= EXTRACTED TEXT =
Rugby

Connacht prepare for 'biggest game in our history'

If Connacht emerge from pool two, their controversial win over Wasps earlier in the pool will take a degree of the credit. Picture by Joe Giddens/PA
If Connacht emerge from pool two, their controversial win over Wasps earlier in the pool will take a degree of the credit. Picture by Joe Giddens/PA If Connacht emerge from pool two, their controversial win over Wasps earlier in the pool will take a degree of the credit. Picture by Joe Giddens/PA

European Champions Cup pool two: Toulouse v Connacht (tomorrow, 3.15pm, Stade Ernest Wallon, live on Sky Sports 4)

JOHN Muldoon made his European debut for Connacht back in 2004 in a Challenge Cup game with Narbonne on the south coast of France.

This week he signed a contract extension that will keep him at the Sportsground for at least a fourteenth season. How things have changed since then.

When he first came through the gates, Connacht rugby was on the verge of extinction. Indeed, it’s just over five years since he played his first ever Heineken Cup game. And here they are now, with their fate in their own hands as they strive to make the last eight of Europe’s premier competition.

Pat Lam has already heralded the idea of qualification from pool two of the Champions Cup as potentially being Connacht’s greatest ever achievement. This, he says, is their biggest game ever.

If they do qualify, a lot of it will come back to Muldoon sweet-talking replacement referee Mathieu Reynal against Wasps, convincing him to allow Connacht to go to the corner and set up the driving maul that, allied to Jack Carty’s fine conversion, won the game at the death.

With Zebre on the menu for the Premiership side, they will still be expected to emerge with a bonus point that would see them qualify as one of the best runners-up at worst, if not top the pool.

A win of any kind would guarantee Lam's team a runners-up place at least – adding a bonus point would see them top the pool.

The bookmakers have Connacht as a 6/1 shot to emerge victorious at Stade Ernest-Wallon – a high price but considerably shy of some of the odds they’ve conquered over the past year.

= SOURCE RECORDS =
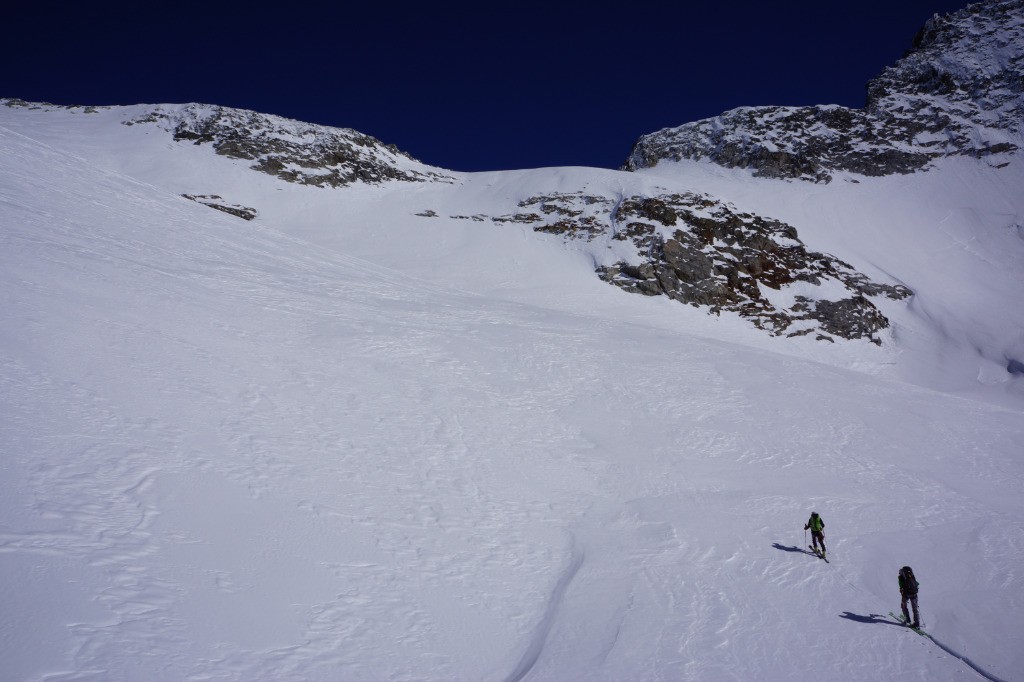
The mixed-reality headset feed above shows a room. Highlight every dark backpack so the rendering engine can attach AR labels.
[899,566,918,595]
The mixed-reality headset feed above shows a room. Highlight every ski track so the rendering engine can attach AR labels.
[0,119,1024,681]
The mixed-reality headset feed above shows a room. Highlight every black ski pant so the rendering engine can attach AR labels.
[900,592,921,625]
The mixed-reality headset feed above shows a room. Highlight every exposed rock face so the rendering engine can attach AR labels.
[624,0,1024,182]
[181,195,259,220]
[124,104,452,187]
[451,193,912,343]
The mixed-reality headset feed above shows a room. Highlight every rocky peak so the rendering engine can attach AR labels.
[624,0,1024,182]
[428,191,912,343]
[123,103,452,187]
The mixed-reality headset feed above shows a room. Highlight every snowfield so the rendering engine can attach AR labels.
[0,102,1024,682]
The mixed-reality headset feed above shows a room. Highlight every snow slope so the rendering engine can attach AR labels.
[0,102,1024,680]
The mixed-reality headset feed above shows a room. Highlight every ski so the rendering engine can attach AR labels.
[889,611,931,639]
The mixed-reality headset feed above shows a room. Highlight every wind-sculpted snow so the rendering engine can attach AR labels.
[625,0,1024,182]
[0,71,1024,682]
[0,99,453,187]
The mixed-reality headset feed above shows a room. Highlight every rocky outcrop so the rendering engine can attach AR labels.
[624,0,1024,182]
[124,104,453,187]
[436,191,912,343]
[181,195,259,220]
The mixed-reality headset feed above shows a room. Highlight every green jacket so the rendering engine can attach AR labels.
[898,570,921,597]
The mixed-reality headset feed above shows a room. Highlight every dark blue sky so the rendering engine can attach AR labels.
[6,0,967,170]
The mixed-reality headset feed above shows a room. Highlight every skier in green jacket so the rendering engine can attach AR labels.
[804,512,825,559]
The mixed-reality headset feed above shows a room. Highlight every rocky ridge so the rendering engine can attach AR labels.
[432,191,912,343]
[623,0,1024,182]
[124,104,452,187]
[0,98,455,188]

= STATED EXERCISE A =
What odds do the bookmakers give Connacht to win at Stade Ernest-Wallon, according to the rugby article?
= STATED EXERCISE B =
Rewrite the rows from the line with "Highlight every wind-sculpted" to the line with "[0,99,453,187]", changing "wind-sculpted" to "wind-carved" and leaving everything else as it is. Return only those lines.

= TASK RESULT A =
6/1

= TASK RESULT B =
The mixed-reality headset feed above shows a room. Highlight every wind-carved snow so the rendering engine can attach AR labels.
[625,0,1024,182]
[0,71,1024,682]
[0,99,453,187]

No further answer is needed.